STORED DATA:
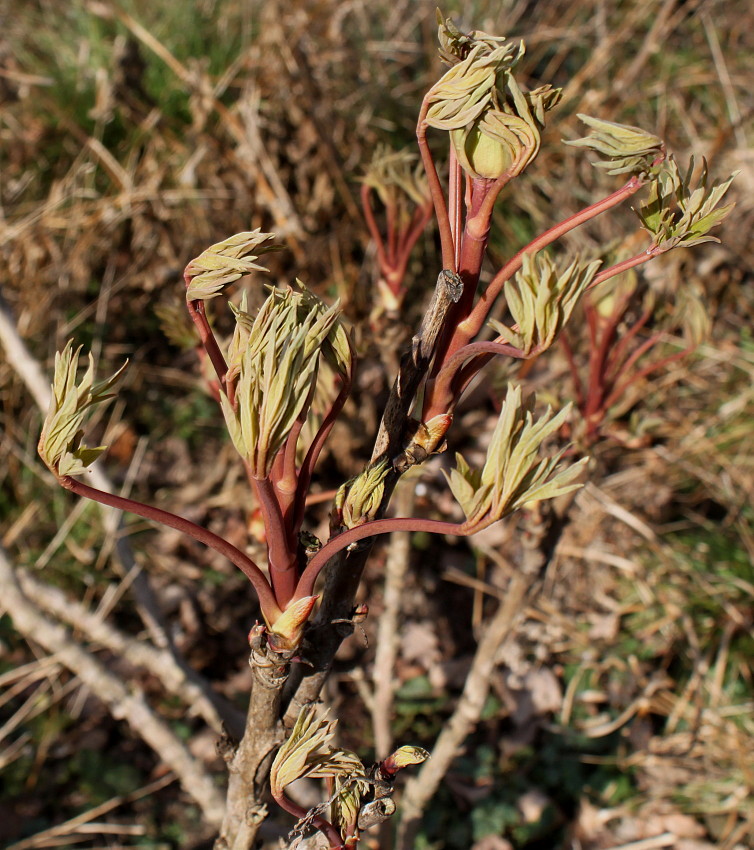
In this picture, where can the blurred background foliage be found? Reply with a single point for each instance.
(132, 135)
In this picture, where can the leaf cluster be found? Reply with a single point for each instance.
(61, 444)
(494, 126)
(513, 473)
(541, 301)
(225, 262)
(679, 215)
(627, 149)
(275, 357)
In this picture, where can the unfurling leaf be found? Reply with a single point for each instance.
(307, 753)
(225, 262)
(275, 357)
(514, 473)
(677, 215)
(395, 175)
(494, 126)
(60, 444)
(627, 149)
(541, 301)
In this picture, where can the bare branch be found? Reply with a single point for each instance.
(123, 703)
(179, 680)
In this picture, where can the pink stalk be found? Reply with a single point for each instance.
(571, 360)
(435, 190)
(637, 260)
(446, 387)
(473, 324)
(619, 352)
(372, 529)
(374, 230)
(282, 561)
(269, 606)
(642, 373)
(199, 318)
(314, 451)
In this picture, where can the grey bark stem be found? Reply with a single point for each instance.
(249, 763)
(396, 567)
(343, 574)
(184, 683)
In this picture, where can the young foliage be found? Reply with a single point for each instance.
(677, 215)
(226, 261)
(495, 127)
(627, 149)
(513, 473)
(276, 357)
(541, 301)
(61, 444)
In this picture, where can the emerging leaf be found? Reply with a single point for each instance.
(395, 175)
(456, 45)
(513, 473)
(677, 215)
(627, 149)
(307, 753)
(60, 444)
(404, 756)
(275, 357)
(495, 127)
(358, 500)
(541, 302)
(286, 632)
(225, 262)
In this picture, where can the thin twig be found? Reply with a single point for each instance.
(124, 703)
(179, 681)
(396, 568)
(422, 787)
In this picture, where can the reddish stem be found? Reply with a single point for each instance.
(269, 606)
(324, 826)
(305, 585)
(642, 373)
(282, 561)
(310, 460)
(578, 387)
(435, 190)
(199, 318)
(454, 198)
(618, 354)
(374, 230)
(637, 260)
(473, 324)
(446, 387)
(474, 244)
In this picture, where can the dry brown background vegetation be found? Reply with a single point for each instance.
(132, 135)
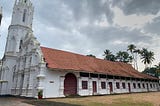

WHAT TO WORK ON: Reproduce the entire listing above line for line, with every coordinate unchanged, but omit the pictures.

TASK OUTPUT:
In this picture, where can the blurred background foliage be found? Reply with a single point for each instance.
(132, 135)
In this picture, where can the leaf cluster be found? Reply with a single point for each instance.
(61, 444)
(494, 126)
(513, 473)
(541, 301)
(225, 262)
(679, 215)
(627, 149)
(275, 357)
In this picture, where can the unfurling leaf be found? Reply with a single point for each instance.
(307, 753)
(225, 262)
(275, 357)
(514, 473)
(677, 215)
(395, 175)
(494, 126)
(60, 444)
(627, 149)
(541, 301)
In this picture, where can the bare branch be found? Reply with a single point for each instance.
(123, 703)
(179, 680)
In this picture, where can the pink stalk be found? Reply with a single point for each instance.
(571, 360)
(435, 190)
(637, 260)
(446, 387)
(473, 324)
(619, 352)
(372, 529)
(374, 230)
(282, 561)
(269, 606)
(642, 373)
(199, 318)
(314, 451)
In this picture, where can the grey bark stem be found? Reply with a single point for each instance.
(249, 763)
(396, 567)
(343, 574)
(184, 683)
In this picture, where can the young foliage be found? Reply with a single point for each instance.
(677, 215)
(226, 261)
(495, 127)
(627, 149)
(513, 473)
(276, 357)
(541, 301)
(61, 444)
In this picture, where can the emerging leaf be found? Reply with a single point for each instance.
(395, 175)
(456, 45)
(513, 473)
(677, 215)
(627, 149)
(307, 753)
(60, 444)
(404, 756)
(275, 357)
(495, 127)
(358, 500)
(541, 302)
(286, 632)
(225, 262)
In this picture, where can the thin twig be found? Reply with a single point for each instance.
(124, 703)
(179, 681)
(396, 568)
(422, 787)
In this picture, where can the reddish stem be found? Reply with a single point for each instance.
(269, 606)
(324, 826)
(305, 585)
(642, 373)
(282, 561)
(310, 460)
(578, 387)
(435, 190)
(199, 318)
(454, 198)
(618, 354)
(374, 230)
(637, 260)
(473, 324)
(446, 387)
(474, 244)
In this picture, where can the dry brown background vegetation be found? Reply with a single point for each instance.
(132, 135)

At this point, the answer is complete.